Job - Convert every line of the material below into a Markdown table with the columns Row and Text, skipping any blank lines. Leave the pictures out of the table.

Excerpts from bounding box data
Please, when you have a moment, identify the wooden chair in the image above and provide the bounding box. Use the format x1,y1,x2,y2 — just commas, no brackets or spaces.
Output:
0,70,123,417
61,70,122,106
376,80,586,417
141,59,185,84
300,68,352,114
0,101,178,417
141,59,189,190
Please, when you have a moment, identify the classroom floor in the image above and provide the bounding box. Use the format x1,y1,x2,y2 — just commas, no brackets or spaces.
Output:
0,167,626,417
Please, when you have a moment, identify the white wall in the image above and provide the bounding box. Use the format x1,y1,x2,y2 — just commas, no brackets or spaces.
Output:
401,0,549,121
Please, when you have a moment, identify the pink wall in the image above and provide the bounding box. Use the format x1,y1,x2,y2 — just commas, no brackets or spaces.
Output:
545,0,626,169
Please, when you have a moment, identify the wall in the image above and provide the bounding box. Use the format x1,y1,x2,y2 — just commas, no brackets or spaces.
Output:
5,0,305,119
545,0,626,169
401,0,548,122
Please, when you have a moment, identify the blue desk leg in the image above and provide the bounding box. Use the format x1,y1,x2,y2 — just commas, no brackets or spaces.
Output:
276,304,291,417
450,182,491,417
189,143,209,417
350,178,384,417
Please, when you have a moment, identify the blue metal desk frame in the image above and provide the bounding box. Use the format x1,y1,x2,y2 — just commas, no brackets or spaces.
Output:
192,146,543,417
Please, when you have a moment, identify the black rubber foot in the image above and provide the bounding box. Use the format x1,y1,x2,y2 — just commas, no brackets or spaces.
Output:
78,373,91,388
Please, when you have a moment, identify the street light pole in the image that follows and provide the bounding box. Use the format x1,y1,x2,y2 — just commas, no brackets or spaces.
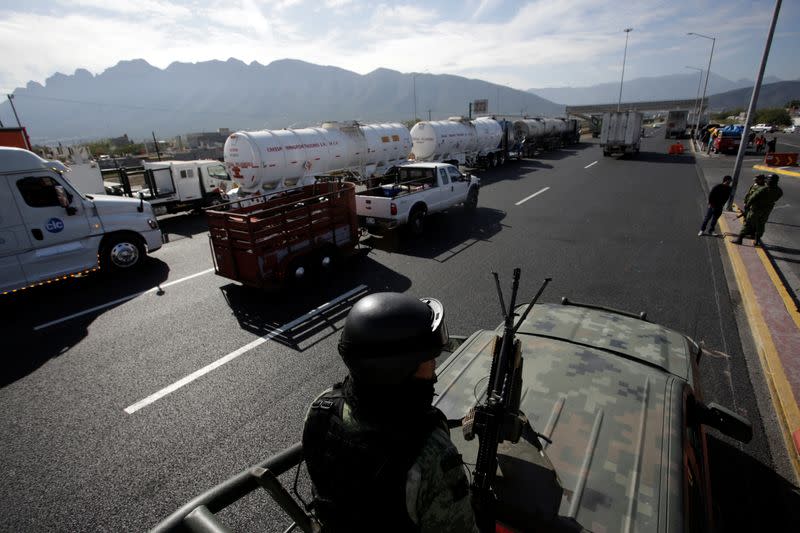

Reply -
| Row | Text |
|---|---|
| 1 | Please, when you have a moment, identify the wooden chair in the image above and provide the bounding box. Use the format x1,y1,x2,y2 — just commas, no brackets or spaces. |
| 2 | Output: |
| 3 | 0,70,123,417 |
| 4 | 61,70,122,106 |
| 5 | 376,80,586,417 |
| 6 | 141,59,185,84 |
| 7 | 300,68,352,114 |
| 8 | 0,101,178,417 |
| 9 | 141,59,189,190 |
| 10 | Please, when you have a moment, identify the classroom floor in the image above and provide the bounding box. Use the format x1,y1,x2,y2 — just commas, no brackets or spaces. |
| 11 | Output: |
| 12 | 0,167,626,417 |
| 13 | Please, when you have a moment, identify the white wall in the image above and provide the bounding box. Use the format x1,y1,x2,y2 — just commas, no brackets or spaces. |
| 14 | Output: |
| 15 | 401,0,549,121 |
| 16 | Please, when you have a moment, identify the pink wall in the image above and provide the bounding box. Use the format x1,y1,x2,y2 — just commas, no brackets or spaces. |
| 17 | Output: |
| 18 | 545,0,626,169 |
| 19 | Please, when you have a moment, identify the wall in the image above and provide the bounding box. Use the format x1,y1,x2,y2 — just commas, no brackets or spaces. |
| 20 | Output: |
| 21 | 5,0,305,119 |
| 22 | 545,0,626,169 |
| 23 | 401,0,548,122 |
| 24 | Please, when you have a moment, identify the blue desk leg in the image above and provide the bounding box. Use the format x1,y1,x2,y2 — just commas, no brackets or spaces. |
| 25 | Output: |
| 26 | 276,304,291,417 |
| 27 | 450,182,491,417 |
| 28 | 189,143,209,417 |
| 29 | 350,178,384,417 |
| 30 | Please, when you have a moment, identify the blue metal desk frame in the image above and provide the bounding box. Use the format x1,y1,x2,y2 — just commas, no brackets or spaces. |
| 31 | Output: |
| 32 | 192,146,543,417 |
| 33 | Please, when you have a moment, identify the black rubber foot in the image above and provide the bounding box. Use the format x1,y1,x2,y2 — just commas, no brackets or spaces. |
| 34 | Output: |
| 35 | 78,373,91,388 |
| 36 | Please, when you have a moment, identify the street light pole in the image that follows and provide the bounding box. Use the format x1,y1,x2,y2 — just commas, no brackets or spaces. |